Update everything from the line containing "Where can you see the black sports bra top" down through the end of the records, replacing "jeans waistband" with "denim waistband" and leaving all else unchanged.

### Material to process
■ ■ ■ ■ ■ ■ ■

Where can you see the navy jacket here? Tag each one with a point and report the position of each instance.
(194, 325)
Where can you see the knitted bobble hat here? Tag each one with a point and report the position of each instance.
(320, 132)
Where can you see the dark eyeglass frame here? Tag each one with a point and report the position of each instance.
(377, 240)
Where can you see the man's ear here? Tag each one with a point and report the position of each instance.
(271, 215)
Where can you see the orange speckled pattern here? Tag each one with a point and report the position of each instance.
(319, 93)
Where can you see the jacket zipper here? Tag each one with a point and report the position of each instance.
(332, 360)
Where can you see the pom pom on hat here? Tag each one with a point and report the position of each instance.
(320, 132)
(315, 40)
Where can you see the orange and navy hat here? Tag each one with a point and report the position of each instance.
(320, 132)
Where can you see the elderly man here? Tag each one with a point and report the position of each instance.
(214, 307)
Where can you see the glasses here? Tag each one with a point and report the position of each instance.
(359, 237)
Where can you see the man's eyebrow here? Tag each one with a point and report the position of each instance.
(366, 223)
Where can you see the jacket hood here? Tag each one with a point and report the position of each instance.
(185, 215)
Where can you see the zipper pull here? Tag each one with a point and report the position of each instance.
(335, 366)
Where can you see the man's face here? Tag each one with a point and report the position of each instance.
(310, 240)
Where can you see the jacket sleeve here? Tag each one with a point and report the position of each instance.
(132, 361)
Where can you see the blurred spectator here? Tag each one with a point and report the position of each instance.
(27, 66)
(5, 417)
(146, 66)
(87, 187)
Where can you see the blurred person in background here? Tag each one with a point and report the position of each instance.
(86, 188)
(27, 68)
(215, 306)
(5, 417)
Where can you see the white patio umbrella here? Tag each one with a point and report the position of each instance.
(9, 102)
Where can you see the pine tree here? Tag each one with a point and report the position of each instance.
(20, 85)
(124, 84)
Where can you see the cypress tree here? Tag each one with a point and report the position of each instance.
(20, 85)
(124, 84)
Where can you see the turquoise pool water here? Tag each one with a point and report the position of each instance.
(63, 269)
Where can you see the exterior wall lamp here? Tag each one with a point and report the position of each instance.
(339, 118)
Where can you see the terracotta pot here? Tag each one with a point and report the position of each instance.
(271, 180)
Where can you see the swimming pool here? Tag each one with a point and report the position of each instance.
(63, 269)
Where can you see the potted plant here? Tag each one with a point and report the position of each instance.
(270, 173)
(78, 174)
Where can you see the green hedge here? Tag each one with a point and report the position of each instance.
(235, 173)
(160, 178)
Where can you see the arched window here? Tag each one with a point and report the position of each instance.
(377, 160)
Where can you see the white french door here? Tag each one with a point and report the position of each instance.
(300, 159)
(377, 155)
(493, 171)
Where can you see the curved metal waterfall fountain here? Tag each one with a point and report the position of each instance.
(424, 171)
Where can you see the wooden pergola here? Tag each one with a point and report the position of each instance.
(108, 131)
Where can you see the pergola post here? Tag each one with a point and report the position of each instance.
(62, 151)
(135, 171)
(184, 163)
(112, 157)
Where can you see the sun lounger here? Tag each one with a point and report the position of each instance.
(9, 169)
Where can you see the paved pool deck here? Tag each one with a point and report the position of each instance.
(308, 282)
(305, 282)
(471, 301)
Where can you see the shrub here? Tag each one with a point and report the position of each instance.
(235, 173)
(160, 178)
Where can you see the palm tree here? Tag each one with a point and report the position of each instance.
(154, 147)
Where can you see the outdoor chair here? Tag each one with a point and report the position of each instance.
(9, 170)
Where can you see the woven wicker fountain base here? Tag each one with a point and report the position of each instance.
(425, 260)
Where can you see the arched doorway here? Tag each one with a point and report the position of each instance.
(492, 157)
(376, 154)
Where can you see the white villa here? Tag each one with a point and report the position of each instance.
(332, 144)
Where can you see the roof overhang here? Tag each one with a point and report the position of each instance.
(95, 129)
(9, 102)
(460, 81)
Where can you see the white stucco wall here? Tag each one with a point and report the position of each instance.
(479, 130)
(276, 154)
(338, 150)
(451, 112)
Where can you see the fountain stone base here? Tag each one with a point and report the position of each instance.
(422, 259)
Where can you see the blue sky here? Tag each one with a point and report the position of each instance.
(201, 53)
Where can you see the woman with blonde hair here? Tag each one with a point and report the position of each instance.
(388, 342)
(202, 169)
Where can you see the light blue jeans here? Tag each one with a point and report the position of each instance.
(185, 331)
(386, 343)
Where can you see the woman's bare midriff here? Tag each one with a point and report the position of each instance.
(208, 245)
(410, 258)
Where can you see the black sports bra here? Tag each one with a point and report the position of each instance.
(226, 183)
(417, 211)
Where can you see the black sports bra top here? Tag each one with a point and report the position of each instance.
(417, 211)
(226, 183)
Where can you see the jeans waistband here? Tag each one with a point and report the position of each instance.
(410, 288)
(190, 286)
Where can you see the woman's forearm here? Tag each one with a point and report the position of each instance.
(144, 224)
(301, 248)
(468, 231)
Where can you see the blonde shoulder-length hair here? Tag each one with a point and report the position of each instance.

■ ■ ■ ■ ■ ■ ■

### Problem solution
Where can you see the black sports bra top here? Tag each one with a point and report the position of each instance.
(417, 211)
(226, 183)
Where can you see the denim waistband here? Tag each one with a point and report the position of each instance.
(410, 288)
(190, 286)
Where can you see the woman's forearm here? Tag each one with a point and report the position of each instance.
(144, 224)
(301, 248)
(468, 231)
Where can you see the blonde shoulder-length hair here? Tag each one with a point and report the position of each instance.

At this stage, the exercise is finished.